REQUIREMENT:
Transcribe the records below exactly.

MATERIALS PROVIDED:
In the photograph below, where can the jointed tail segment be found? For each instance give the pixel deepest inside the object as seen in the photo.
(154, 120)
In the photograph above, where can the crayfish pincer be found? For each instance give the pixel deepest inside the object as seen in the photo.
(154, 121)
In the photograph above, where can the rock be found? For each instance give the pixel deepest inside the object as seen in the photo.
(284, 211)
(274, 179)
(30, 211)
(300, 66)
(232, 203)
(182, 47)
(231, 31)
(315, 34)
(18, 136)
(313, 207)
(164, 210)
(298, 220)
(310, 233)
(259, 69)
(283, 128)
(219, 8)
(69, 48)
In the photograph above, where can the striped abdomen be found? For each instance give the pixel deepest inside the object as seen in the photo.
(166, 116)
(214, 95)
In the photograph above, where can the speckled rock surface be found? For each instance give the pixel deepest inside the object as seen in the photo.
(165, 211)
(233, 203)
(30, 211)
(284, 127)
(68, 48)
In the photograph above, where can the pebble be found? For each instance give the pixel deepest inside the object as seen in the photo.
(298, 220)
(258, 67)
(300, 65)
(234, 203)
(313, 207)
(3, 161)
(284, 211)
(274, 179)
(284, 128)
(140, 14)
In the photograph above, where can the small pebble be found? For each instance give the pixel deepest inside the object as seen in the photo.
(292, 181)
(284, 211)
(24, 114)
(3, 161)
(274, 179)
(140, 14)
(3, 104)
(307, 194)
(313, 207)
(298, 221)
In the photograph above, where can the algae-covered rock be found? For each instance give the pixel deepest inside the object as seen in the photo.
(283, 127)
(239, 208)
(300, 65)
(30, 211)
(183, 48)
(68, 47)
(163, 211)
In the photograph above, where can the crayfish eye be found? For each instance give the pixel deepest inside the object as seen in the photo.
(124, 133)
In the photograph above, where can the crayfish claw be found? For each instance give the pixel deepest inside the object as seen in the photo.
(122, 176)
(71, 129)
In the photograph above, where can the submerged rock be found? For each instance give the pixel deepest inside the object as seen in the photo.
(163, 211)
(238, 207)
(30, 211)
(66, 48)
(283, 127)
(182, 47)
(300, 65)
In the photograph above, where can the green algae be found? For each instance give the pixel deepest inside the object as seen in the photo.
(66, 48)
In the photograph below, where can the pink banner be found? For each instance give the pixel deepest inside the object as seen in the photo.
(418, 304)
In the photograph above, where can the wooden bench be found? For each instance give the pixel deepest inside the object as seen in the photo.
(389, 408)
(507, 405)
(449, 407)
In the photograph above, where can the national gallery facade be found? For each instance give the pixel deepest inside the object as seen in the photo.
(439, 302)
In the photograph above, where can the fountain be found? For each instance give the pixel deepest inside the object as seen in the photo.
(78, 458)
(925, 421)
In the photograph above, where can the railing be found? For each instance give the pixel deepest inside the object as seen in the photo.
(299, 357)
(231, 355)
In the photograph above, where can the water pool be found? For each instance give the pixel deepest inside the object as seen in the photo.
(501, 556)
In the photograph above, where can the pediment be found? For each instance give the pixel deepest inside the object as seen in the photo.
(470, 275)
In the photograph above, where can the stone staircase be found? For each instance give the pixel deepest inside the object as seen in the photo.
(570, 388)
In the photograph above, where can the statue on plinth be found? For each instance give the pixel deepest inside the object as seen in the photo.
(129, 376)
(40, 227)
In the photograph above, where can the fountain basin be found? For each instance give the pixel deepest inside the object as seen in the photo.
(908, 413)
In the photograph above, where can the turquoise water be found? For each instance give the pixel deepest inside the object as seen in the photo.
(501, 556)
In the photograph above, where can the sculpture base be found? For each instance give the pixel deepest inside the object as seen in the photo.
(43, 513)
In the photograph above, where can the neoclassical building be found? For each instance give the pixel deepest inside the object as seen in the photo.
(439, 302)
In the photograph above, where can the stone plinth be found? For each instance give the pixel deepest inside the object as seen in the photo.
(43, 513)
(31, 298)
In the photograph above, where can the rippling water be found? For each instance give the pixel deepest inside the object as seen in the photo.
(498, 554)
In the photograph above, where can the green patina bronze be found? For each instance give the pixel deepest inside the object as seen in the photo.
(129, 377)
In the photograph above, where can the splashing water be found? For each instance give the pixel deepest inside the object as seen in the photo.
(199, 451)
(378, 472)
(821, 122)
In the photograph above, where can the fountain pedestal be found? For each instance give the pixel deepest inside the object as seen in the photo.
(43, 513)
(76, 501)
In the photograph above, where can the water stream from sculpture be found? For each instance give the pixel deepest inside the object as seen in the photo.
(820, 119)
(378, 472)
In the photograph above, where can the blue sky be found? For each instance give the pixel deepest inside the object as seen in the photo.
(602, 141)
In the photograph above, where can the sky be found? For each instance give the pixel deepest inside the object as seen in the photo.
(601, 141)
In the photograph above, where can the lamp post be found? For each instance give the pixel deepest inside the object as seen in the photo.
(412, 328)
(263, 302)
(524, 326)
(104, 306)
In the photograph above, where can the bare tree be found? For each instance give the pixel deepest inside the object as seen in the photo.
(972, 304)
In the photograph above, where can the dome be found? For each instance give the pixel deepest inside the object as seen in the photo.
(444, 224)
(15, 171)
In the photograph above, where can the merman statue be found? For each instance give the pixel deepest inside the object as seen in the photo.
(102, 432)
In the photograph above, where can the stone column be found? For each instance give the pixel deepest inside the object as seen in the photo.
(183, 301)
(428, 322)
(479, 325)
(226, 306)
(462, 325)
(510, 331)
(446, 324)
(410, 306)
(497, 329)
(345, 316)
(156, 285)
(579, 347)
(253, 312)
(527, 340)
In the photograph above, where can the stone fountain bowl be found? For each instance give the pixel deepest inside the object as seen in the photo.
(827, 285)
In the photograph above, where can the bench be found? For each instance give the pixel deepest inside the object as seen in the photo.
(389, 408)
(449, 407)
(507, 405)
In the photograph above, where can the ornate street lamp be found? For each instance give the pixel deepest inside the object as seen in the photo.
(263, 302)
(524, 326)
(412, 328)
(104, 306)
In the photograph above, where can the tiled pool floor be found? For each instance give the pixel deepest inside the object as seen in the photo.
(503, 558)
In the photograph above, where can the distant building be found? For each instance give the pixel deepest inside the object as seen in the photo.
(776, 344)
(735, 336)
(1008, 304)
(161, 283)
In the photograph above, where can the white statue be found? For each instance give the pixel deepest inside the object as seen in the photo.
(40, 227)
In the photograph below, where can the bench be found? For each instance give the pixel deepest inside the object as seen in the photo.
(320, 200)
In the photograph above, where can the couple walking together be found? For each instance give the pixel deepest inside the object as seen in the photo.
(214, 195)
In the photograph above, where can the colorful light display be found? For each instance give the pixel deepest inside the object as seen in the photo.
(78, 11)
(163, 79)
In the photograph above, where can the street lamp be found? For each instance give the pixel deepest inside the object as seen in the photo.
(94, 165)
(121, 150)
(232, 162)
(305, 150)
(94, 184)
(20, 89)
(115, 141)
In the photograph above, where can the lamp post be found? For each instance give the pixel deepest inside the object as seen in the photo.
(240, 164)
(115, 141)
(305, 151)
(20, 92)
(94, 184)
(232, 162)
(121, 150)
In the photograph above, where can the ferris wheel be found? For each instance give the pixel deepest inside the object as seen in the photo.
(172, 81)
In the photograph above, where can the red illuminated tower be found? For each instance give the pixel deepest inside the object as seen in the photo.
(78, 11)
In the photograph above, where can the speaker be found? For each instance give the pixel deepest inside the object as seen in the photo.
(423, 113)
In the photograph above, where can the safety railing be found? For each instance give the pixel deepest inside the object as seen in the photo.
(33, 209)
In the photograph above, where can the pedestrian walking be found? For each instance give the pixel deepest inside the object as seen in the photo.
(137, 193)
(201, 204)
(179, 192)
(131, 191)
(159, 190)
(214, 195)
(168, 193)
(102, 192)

ANSWER IN FULL:
In the photograph below, where can the jointed tail segment be found? For each instance give the pixel deepest inside the object as seen in the photo.
(154, 120)
In the photograph above, where can the crayfish pincer be found? For each instance give the pixel deepest inside the object as seen in the photo.
(154, 121)
In the photograph above, where can the rock be found? For each instance give the pixel deepest inside the object as seen in the photo.
(284, 211)
(274, 179)
(30, 211)
(300, 66)
(232, 203)
(182, 47)
(231, 31)
(315, 34)
(18, 136)
(313, 207)
(164, 210)
(298, 220)
(310, 233)
(259, 69)
(283, 128)
(219, 8)
(69, 48)
In the photograph above, where can the striped abdomen be found? For each instance give the pixel deepest inside the object as seen in the photo.
(166, 116)
(214, 95)
In the photograph above, where can the speckled rock surface be found? For each instance give the pixel deepest inside the object as seen in the photo.
(165, 211)
(233, 203)
(30, 211)
(284, 127)
(68, 48)
In the photograph above, where can the pebble be found? For each instance give the pixel deepest inside the object as seen in the photo.
(298, 220)
(258, 67)
(300, 65)
(234, 203)
(313, 207)
(3, 161)
(284, 211)
(274, 179)
(284, 128)
(140, 14)
In the photograph above, where can the small pebble be found? For each instance give the pixel deepest inside the object as seen in the photo.
(292, 181)
(284, 211)
(24, 114)
(3, 161)
(274, 179)
(140, 14)
(3, 104)
(307, 194)
(313, 207)
(298, 221)
In the photograph above, where can the algae-covered rock be found? For each instance give the pixel deepest inside the object as seen in the photo.
(283, 127)
(239, 208)
(300, 65)
(30, 211)
(183, 48)
(68, 47)
(163, 211)
In the photograph above, where can the crayfish eye be found? For each instance give the pixel deepest inside the object as seen in the photo.
(124, 133)
In the photograph above, where can the crayfish claw be found? For each instance give the pixel deepest inside the object as seen in the photo.
(122, 176)
(71, 129)
In the photograph above, where can the submerged rock be found? For each instance give the pixel deepest inside the object as seen in the photo.
(163, 211)
(238, 207)
(30, 211)
(66, 48)
(283, 127)
(182, 47)
(300, 65)
In the photograph above, where can the green algae be found? For each instance give the pixel deepest inside the object as seen in the photo.
(66, 48)
In the photograph below, where can the pink banner be found? For each instance give the pixel deepest inside the object as seen in the photo.
(418, 304)
In the photograph above, where can the wooden bench be found? For each instance give the pixel deepest inside the object as seen in the photo.
(389, 408)
(507, 405)
(449, 407)
In the photograph above, where can the national gallery facade be found? For each instance give the pixel deepest inside the object as seen in the photo.
(439, 302)
In the photograph above, where can the fountain be found? For each instance give the pixel deepest inside the object as seen in the photo.
(78, 458)
(925, 421)
In the photograph above, where can the railing be found? For each instance give the pixel deepest inside the object as seen in the photo.
(299, 357)
(231, 355)
In the photograph above, where can the water pool be found? For each instance give the pixel deepest inside the object as seen in the photo.
(501, 556)
In the photograph above, where can the pediment be found? For each instance give the pixel deepest inside the object as seen in the photo.
(470, 275)
In the photograph above, where can the stone staircase be found? For each instance give the pixel deepest inside the object as seen in the photo.
(570, 388)
In the photograph above, where can the statue on plinth be found? For each instance give the pixel deepest inside the object as seen in the photo.
(129, 376)
(40, 227)
In the photograph above, where can the fountain basin be found? For each instance give the pixel deepest inside the object as seen in the photo.
(908, 413)
In the photograph above, where can the turquoise water be found? For each instance give the pixel deepest inside the object as seen in the photo.
(501, 556)
In the photograph above, where can the sculpture base be found? For each instance give the pixel deepest inside the object as seen in the photo.
(43, 513)
In the photograph above, where can the neoclassical building be found? For each instance give the pixel deepest inside the object as seen in the photo.
(439, 302)
In the photograph above, where can the stone plinth be found? For each instance give the pixel deepest inside the object as seen in the photo.
(43, 513)
(31, 298)
In the photograph above, where can the rippling water be found? For each instance give the pixel deepest inside the object as seen in the photo.
(498, 554)
In the photograph above, where can the green patina bronze be found? For each instance give the pixel deepest inside the object as seen in the photo.
(129, 377)
In the photograph above, where can the splashing water be found? For each instance give the pixel deepest inside the object as seen in the photo.
(199, 451)
(378, 472)
(821, 122)
In the photograph above, where can the fountain pedestal be found? For each instance give the pixel deepest inside the object as seen in the photo.
(43, 513)
(76, 501)
In the photograph above, where can the water stream from sculpture be found? For each instance give the pixel deepest inside the object as seen in the photo.
(820, 119)
(378, 472)
In the photograph above, where can the blue sky be found? For each instance give the pixel deepest inside the object as seen in the photo.
(602, 141)
In the photograph above, where can the sky be found? For each instance give the pixel deepest inside the object as seen in the photo.
(601, 141)
In the photograph above, where can the lamp post be found? For each instance give the pixel deepest inside the object as seen in the photo.
(412, 328)
(263, 302)
(524, 326)
(104, 306)
In the photograph above, where can the bare tree be found? For each instance give the pixel deepest inside the object as seen in the photo.
(972, 304)
In the photograph above, where can the dome be found? For each instance give the pixel deepest inside the object as seen in the photo.
(444, 224)
(15, 171)
In the photograph above, where can the merman statue be found? For each instance give the pixel deepest inside the object as seen in the photo.
(102, 432)
In the photograph above, where can the stone column be found? For each instance give the pixel deepest inside the object as seen in the photo.
(183, 301)
(428, 322)
(479, 325)
(226, 306)
(462, 325)
(510, 331)
(446, 324)
(410, 306)
(497, 329)
(345, 316)
(156, 285)
(579, 347)
(253, 312)
(527, 340)
In the photograph above, where can the stone fountain bowl be found? For each instance give the pixel deepest inside the object as seen in the photo.
(827, 285)
In the photograph above, where can the bench be found? For each instance give the pixel deepest inside the object as seen in the photo.
(389, 408)
(449, 407)
(507, 405)
In the photograph above, where can the ornate street lamp be found? For each instance give the pixel deepest inside the object as seen in the photo.
(263, 302)
(524, 326)
(412, 328)
(104, 306)
In the photograph above, where can the tiled pool floor be found? For each instance give the pixel deepest inside the object as seen in the photo.
(503, 558)
In the photograph above, where can the distant building be found? For each instance give the pixel deepest inside the object as seen in the photo.
(776, 344)
(735, 336)
(1008, 304)
(161, 283)
In the photograph above, where can the white statue be found? For each instance give the pixel deepest inside the object as seen in the photo.
(40, 227)
In the photograph below, where can the bench be found? For each instance give the pixel deepest inside the object as seen in the photo.
(320, 200)
In the photograph above, where can the couple walking together be found? For each instance give the pixel deepest inside the object as seen in the photo.
(214, 195)
In the photograph above, where can the colorful light display be found? For each instance give the pixel deepest inside the object as seen in the photo.
(78, 11)
(163, 79)
In the photograph above, where can the street lamp be found? For each instance give the pixel deepest inside the object as seen in the photo.
(94, 165)
(121, 150)
(232, 162)
(305, 150)
(94, 184)
(20, 89)
(115, 141)
In the photograph above, where can the lamp post be found? For each instance give the pixel deepest inside the object as seen in the photo.
(240, 164)
(115, 141)
(305, 151)
(20, 92)
(94, 184)
(232, 162)
(121, 150)
In the photograph above, where can the ferris wheel be found? For each instance give the pixel deepest inside the object as seen in the photo.
(172, 81)
In the photograph above, where can the red illuminated tower be found? For each instance give the pixel deepest inside the object as seen in the photo.
(78, 11)
In the photograph above, where can the speaker be found? For each instance give the pixel deepest inside the object as seen in the photo.
(423, 113)
In the photograph above, where can the safety railing be found? For each instance give the pixel deepest inside the object as seen in the photo.
(33, 209)
In the photograph above, where can the pedestrian walking be found? For each instance give the pixel deepest inside the object as seen in the photo.
(137, 193)
(201, 204)
(179, 192)
(131, 191)
(159, 190)
(214, 195)
(168, 193)
(102, 192)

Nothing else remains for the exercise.